**TASK LIST:**
1. In the essay "Night and the City" below, on which radio station did "The Adventures of Johnny Nightsounds" air?
2. From the essay "Night and the City," reproduce the passage that begins at the words "Night and the" and stops after "like a person.".

**QUOTED PASSAGE:**
>> START

Wednesday, September 15, 2004

 

Night and the City

For a long time I used to go to bed late. 4 a.m., 5 a.m. on the weekends. Sometimes more. Eventually not coming home to Queens at all. "I'm staying over with a friend," I told my mother, not bothering to mention that the "friend" was someone I'd just met and likely wouldn't be seeing ever again. I couldn't have stayed home if I’d wanted to. The night was much too attractive. It had a "character" of its own -- like a person.

New York at night was cozy, seductive, warm -- even in Winter. Especially in winter. The "dead" of it. I loved the stillness so much, that there was no reason to "find the courage" to walk out into it alone. I felt perfectly safe. Even in the park. Even at the docks. Even at the trucks in the West Village. Everywhere, really. I could sense that safety, like a presence in and of itself just outside my bedroom door, out of the house, down the street, across the marshes of Flushing Meadow and onto the IRT.

When I was very young I would curl up in bed to listen to "Ol' Shep" on my transistor radio into the wee smalls. When I was older my favorite became "The Adventures of Johnny Nightsounds" (John Leonard’s misspent youth) on WBAI. What John Schlesinger said about listening to "Soave sia il vento" from Cosi Fan Tutte applies here. It was "music to be listened to late at night. But in my case that music was "Mas Que Nada" which a late night WBAI d.j. (whose name I've completely forgotten) used to play with almost as much regularity as the p.a. system at the Bleecker Street Cinema used to play "Sans Toi" from Cleo From 5 to 7 and the main theme from Shoot the Piano Player.

"I would pretty much go out every night until really late. I did that for a good 10 years. And I had a wonderful time. I highly recommend it, but there just comes a point when you have to take care of yourself." -- Rufus Wainright

By the mid sixties I’d learned how to move through the city in that perfect hush of ease that’s the soft underside of the "danger" of "being out late at night." I was, in point of fact, perfectly safe. Looking for sex in the never-quite-empty streets, dropping in and out of the bars, then riding the subway home to Queens in happy solitude -- even if I hadn’t "scored." I had a set routine of places to drop in on along a route I'd developed in the West Village. A few beers at the bar across the street from the Theatre de Lys, then down to Kellers and The Ramrod, then on across the vast empty expanses of cobblestone to The Anvil, The Eagle, and The Stud. A ceaselessly revolving repetoire of characters would assemble and disassemble in suitably dream-like fashion not so much to "have sex" as to think about it. We were "up late" yet at the same time fast asleep, drifting off in a dream of sex as warm as a bed in winter after a late stroll, a nightcap, and a fast fuck

"As soon as one penetrates there, writes it, one realizes that one is in a privileged corner of the world, like a square. Mysteriously left with the abandonment in the medium of a garden; a place where the normal order does not exist but where another order, very curious, was created "-- Bernard-MarieKoltes

He was writing, of course, about the the piers -- abandoned like the West Side Highway that loomed above them. But these "empty" spaces were full of life, especially during the day. But those days -- shadowy, delicate, warm, were in many ways indistinguishable from night.

>> END

**DATA:**
>> START

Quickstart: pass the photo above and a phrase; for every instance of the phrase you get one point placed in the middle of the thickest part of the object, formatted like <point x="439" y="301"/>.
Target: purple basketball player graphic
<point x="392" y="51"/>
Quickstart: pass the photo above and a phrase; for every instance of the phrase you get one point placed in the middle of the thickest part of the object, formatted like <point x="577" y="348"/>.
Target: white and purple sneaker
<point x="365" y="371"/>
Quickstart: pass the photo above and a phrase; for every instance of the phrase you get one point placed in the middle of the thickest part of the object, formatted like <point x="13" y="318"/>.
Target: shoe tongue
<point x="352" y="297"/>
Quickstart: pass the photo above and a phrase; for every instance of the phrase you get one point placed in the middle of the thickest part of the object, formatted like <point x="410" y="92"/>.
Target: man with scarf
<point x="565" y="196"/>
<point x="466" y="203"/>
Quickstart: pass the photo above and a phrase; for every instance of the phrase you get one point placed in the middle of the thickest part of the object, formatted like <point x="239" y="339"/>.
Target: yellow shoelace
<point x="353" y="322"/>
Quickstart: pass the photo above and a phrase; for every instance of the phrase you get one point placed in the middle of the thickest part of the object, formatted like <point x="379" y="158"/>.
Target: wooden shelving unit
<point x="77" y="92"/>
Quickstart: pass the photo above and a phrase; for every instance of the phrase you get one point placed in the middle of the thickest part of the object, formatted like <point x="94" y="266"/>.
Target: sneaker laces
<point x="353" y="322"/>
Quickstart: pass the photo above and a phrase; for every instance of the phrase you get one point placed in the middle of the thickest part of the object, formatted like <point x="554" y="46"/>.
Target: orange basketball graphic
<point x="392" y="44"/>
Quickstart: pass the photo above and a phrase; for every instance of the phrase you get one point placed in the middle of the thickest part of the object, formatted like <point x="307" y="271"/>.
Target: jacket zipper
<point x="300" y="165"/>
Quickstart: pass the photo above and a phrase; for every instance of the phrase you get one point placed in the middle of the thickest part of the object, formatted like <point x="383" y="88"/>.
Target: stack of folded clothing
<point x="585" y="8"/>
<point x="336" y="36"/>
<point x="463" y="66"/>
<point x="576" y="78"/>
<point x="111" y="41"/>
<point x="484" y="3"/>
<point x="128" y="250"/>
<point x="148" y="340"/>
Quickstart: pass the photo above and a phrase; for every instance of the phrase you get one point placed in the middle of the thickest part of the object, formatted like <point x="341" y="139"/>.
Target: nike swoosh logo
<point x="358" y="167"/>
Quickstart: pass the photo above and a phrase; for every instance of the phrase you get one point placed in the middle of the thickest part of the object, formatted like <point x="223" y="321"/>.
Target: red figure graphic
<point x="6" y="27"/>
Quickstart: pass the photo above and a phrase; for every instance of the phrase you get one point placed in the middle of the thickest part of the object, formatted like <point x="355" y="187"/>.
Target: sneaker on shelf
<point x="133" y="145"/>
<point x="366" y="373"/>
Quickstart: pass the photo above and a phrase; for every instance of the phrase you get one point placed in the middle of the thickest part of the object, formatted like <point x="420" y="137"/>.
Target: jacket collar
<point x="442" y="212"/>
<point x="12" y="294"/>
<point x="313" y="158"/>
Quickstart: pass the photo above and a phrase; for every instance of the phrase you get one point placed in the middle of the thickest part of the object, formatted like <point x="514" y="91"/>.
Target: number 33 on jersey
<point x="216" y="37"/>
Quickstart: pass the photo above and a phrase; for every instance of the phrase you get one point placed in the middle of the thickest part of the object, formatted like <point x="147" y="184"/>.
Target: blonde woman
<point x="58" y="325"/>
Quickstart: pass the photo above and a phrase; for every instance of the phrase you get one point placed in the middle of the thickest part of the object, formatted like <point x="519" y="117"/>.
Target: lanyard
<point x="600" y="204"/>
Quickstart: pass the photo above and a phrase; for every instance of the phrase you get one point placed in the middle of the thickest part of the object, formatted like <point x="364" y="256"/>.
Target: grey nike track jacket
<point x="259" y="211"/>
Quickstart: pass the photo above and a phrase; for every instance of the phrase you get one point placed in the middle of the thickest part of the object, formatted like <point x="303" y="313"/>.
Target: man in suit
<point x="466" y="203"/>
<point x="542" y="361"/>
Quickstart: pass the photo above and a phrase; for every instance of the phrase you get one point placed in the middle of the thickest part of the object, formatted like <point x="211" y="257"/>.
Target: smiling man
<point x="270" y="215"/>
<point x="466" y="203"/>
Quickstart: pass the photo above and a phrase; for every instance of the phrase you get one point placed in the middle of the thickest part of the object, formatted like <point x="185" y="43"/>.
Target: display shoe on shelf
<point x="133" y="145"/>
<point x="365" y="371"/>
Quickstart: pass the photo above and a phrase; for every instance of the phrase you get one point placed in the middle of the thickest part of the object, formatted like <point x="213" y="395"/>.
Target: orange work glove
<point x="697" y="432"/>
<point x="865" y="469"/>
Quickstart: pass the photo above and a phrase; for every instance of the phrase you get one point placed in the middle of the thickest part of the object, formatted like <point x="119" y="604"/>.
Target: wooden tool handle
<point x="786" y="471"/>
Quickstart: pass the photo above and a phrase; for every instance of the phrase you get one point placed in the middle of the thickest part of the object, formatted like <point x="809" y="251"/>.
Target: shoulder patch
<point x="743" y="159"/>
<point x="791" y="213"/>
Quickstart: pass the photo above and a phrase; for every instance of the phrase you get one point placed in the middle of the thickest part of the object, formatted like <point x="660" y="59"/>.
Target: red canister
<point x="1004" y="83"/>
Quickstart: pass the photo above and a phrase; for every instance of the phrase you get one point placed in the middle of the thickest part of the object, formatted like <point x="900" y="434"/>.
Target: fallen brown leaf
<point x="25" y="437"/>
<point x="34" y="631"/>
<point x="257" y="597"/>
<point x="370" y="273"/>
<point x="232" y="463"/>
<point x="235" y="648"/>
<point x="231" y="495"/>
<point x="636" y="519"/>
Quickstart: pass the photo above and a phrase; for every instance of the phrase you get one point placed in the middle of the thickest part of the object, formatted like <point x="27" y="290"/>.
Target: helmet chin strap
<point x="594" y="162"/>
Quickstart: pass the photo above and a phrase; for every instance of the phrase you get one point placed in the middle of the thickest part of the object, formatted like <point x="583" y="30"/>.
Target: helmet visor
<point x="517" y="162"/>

>> END

**FINAL ANSWERS:**
1. WBAI

2.
Night and the City

For a long time I used to go to bed late. 4 a.m., 5 a.m. on the weekends. Sometimes more. Eventually not coming home to Queens at all. "I'm staying over with a friend," I told my mother, not bothering to mention that the "friend" was someone I'd just met and likely wouldn't be seeing ever again. I couldn't have stayed home if I’d wanted to. The night was much too attractive. It had a "character" of its own -- like a person.